Assigned task ->
Write the entries out again. Every character must match.

Information given ->
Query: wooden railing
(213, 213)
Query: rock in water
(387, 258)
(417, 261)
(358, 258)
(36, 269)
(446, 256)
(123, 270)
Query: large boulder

Solution to the problem ->
Query: wooden railing
(213, 213)
Query: rock in water
(387, 258)
(417, 261)
(358, 258)
(36, 269)
(446, 256)
(123, 270)
Query: large boulder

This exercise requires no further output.